SHORT TASK A » Write out the passage of the sales interview below, from "Molly: Totally. Actually, one" up to and including "and your intention.".

DOCUMENT SEGMENT »
★ ★ ★ ★

Chris: That’s one of your things, course creators, especially if they don’t have a background in business or sales or Internet marketing, they’re more starting from the point of I’m an expert in “X” and I want to teach online, potentially access the worldwide market in a better way. How do you coach people on sales?
Molly: This is one of my favorite things to talk about, and it’s one of my favorite things to talk about because, I will admit, I have been a salesy weirdo in the past. I’m just going to …
Chris: What would an example of you being a salesy weirdo in the past be?
Molly: Okay, this is the perfect one and my sister called me out on it.
I used to be, now I only have my coaching business, that’s all I focus on, but I used to be part of a direct sales company. I had a team of about 200 people, and direct sales companies get such a bad rap because they are taught to be salesy weirdos, basically, is what I have realized.
Chris: Are you talking about MLM “Multi-Level Marketing” type stuff?
Molly: Yeah. Actually, Nicole who connected us and is watching right now, she called me out on this recently and she was like, “Molly, sometimes you hide the fact that you have lots of people in your audience that are indirect sales and that you have a connection to them.”
“Nicole, I am not hiding this anymore, I am just calling it like it is, which is people get put off, they’re turned off to those types of companies because so much of the strategies that are written in books or taught from the companies are salesy weirdo tactics. It’s like, reach out to all your friends and offer them to join your team.” That’s, we don’t even …
Chris: Yeah, have a Tupperware party.
Molly: Right, yeah. Okay, we searched out Tupperware when it came to getting those cups for our kids. We tried every other fancy cup, but those cups from Tupperware were amazing for us. However, what I did when I sold makeup, and it came from a place of passion and it came from a place of really loving this product, but I got so excited about it that I would literally just all day long post pictures of myself with only one eye done and show the difference.
My sister messaged me and she was like … and I had a coaching business at that time, too, so it was great for performers and all that. I did really well with that, but my sister messaged me and she was like, “Molly, more children, less mascara,” in my Facebook posts.
I had to take a step back and be like, you can’t just add a bunch of people into a Facebook group and then send them a link to buy your stuff, because that would be a salesy weirdo.
Chris: Yeah, another one that I see a bit is just trying to execute sales tactics without having a relationship.
A classic example, there’s a great book by Robert Cialdini called Influence and there’s these seven things that can make somebody influential. If you were just to read that book and implement tactics to create scarcity or urgency, it’s cool to learn how that works and learn the human psychology and the behavior and how we’re wired to respond to these things, but you shouldn’t just try to be like, “All right, I got that. Now I need to write some sales copy that exploits those human traits.”
Molly: Totally. Actually, one way that I often will explain it when it comes to a webinar or when it comes to doing a video where your objective is to make a sale, this, actually, I heard from Amy Porterfield about her webinar. This is something she said about her webinars, and I think it is so brilliant. It’s that there’s a difference between your objective and your intention.
Chris: Tell me more.
Molly: When you do a video, and I always love to out myself, so [inaudible 00:37:39] …
Chris: Okay.

★ ★ ★ ★

ENTRIES SUPPLIED »
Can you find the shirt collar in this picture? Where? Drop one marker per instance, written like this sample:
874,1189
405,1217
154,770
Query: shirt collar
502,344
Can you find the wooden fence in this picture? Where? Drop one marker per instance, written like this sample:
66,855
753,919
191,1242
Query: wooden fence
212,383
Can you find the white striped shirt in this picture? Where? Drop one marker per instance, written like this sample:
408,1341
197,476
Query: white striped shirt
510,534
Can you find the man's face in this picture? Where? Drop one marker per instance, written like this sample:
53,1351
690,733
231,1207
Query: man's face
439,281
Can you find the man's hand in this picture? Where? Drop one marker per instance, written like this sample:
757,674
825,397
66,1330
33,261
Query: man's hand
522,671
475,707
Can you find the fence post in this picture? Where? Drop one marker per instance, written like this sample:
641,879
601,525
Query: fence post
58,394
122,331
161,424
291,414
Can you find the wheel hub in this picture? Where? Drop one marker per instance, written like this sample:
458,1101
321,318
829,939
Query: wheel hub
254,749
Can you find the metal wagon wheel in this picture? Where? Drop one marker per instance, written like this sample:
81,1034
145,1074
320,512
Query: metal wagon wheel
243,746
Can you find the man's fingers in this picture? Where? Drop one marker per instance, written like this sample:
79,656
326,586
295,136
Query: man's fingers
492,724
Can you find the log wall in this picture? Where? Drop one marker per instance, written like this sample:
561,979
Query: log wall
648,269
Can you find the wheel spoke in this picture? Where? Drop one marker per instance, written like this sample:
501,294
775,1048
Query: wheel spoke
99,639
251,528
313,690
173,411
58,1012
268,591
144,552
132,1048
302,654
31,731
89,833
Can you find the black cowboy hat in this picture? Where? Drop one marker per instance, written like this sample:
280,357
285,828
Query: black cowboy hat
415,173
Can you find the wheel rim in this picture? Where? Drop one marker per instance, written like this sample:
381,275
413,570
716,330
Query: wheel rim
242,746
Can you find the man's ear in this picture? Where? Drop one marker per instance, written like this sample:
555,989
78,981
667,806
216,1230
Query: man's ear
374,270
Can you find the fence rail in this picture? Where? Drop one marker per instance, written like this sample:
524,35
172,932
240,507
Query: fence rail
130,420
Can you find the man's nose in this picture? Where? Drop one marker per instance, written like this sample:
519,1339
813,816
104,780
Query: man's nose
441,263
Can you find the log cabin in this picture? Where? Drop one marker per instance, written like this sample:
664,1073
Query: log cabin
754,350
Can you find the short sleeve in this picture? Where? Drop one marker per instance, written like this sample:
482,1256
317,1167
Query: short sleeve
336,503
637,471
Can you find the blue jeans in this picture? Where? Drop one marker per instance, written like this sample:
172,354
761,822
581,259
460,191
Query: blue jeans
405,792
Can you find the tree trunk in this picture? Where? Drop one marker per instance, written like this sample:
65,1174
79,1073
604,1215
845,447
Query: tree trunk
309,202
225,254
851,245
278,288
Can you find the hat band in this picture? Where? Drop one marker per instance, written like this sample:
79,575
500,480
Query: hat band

★ ★ ★ ★

SHORT TASK B » Extract every line of the records above that contains the string "tree".

WORKED ANSWER A »
Molly: Totally. Actually, one way that I often will explain it when it comes to a webinar or when it comes to doing a video where your objective is to make a sale, this, actually, I heard from Amy Porterfield about her webinar. This is something she said about her webinars, and I think it is so brilliant. It’s that there’s a difference between your objective and your intention.

WORKED ANSWER B »
Can you find the tree trunk in this picture? Where? Drop one marker per instance, written like this sample:
Query: tree trunk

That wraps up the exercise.